(Labeling and segmentation records)

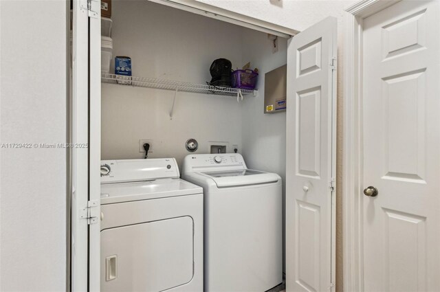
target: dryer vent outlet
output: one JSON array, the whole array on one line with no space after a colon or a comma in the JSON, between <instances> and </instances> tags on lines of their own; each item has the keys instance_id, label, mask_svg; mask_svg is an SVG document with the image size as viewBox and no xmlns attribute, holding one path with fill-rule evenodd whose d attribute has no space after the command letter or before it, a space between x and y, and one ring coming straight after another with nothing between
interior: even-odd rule
<instances>
[{"instance_id":1,"label":"dryer vent outlet","mask_svg":"<svg viewBox=\"0 0 440 292\"><path fill-rule=\"evenodd\" d=\"M226 145L211 145L211 154L226 153Z\"/></svg>"}]
</instances>

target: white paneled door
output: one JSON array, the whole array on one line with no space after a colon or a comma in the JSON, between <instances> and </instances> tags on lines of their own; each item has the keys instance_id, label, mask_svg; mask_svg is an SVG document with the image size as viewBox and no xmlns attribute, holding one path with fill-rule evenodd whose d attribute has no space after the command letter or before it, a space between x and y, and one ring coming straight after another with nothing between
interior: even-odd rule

### Work to be completed:
Rewrite the lines from the one holding "target: white paneled door" through the end of the records, inclusive, changing "white paneled door" to "white sliding door" and leaving everything else as it is.

### Response:
target: white sliding door
output: one JSON array, the whole array on one line with no space after a colon or a comma in the JSON, between <instances> and </instances> tags on lines of their own; each item has the keys instance_id, label, mask_svg; mask_svg is an SVG document with the image size as viewBox and no xmlns attribute, holding one path with fill-rule evenodd whose d attribute has no space after the command letter or before it, a space between x and y, and one ring coming straight after another with nothing between
interior: even-odd rule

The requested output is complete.